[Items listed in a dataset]
★ ★ ★ ★

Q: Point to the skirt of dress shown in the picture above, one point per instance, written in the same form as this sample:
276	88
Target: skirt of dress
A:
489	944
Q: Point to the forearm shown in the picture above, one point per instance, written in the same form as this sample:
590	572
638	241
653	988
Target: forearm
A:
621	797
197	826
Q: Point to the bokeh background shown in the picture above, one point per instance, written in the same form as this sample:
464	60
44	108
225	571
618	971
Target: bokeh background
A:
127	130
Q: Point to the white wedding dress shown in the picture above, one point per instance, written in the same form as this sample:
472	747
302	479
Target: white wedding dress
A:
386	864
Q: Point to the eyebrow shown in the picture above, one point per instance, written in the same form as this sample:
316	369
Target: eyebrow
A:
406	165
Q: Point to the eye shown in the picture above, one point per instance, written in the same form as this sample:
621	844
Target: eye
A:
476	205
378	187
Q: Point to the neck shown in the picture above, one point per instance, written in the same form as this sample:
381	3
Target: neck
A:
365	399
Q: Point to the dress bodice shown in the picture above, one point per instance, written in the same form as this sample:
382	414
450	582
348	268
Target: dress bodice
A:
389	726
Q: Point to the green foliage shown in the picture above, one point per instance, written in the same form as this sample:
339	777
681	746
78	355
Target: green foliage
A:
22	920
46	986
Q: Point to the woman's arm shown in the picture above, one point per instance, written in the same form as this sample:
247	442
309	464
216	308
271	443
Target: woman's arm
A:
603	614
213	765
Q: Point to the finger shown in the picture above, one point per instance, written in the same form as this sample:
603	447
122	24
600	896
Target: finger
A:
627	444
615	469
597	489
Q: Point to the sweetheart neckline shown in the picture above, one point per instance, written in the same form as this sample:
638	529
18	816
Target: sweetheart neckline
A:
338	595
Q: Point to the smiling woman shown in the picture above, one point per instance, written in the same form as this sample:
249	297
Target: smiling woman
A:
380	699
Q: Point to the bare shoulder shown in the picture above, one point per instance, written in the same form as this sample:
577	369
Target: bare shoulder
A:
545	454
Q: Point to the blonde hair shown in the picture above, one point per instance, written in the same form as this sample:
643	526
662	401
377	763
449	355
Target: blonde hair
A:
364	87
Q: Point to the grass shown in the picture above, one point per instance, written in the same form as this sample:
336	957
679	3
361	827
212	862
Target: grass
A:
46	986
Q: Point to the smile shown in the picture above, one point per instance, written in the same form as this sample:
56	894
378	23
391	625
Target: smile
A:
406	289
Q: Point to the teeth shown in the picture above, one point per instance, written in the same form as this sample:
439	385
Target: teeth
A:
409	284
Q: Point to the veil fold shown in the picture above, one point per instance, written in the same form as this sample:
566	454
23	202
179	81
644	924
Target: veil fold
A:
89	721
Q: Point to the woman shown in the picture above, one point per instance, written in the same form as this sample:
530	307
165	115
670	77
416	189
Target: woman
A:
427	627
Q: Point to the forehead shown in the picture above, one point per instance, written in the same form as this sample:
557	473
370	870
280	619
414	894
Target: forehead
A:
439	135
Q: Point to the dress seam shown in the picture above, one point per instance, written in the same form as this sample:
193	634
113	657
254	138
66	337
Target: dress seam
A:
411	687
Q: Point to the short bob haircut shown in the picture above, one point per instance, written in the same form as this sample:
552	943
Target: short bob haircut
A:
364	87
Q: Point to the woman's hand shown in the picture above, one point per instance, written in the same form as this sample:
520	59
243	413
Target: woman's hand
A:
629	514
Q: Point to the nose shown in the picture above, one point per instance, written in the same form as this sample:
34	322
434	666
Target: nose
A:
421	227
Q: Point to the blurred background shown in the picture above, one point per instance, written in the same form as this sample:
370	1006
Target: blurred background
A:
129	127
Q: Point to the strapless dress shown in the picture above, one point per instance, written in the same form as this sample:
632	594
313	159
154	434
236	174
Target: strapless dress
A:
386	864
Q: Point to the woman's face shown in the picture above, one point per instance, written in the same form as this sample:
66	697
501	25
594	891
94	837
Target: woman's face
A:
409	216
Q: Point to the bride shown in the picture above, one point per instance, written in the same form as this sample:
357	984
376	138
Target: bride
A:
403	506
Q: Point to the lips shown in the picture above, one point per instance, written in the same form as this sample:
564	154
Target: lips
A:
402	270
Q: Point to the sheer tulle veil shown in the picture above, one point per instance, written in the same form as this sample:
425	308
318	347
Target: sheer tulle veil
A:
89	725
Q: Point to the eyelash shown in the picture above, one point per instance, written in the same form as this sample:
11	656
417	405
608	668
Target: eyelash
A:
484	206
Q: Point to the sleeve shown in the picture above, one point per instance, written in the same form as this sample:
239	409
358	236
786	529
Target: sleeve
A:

★ ★ ★ ★

What needs to be done » Count lines, not occurrences: report how many lines in the entries above include the word "green", as a number alone.

Answer space » 2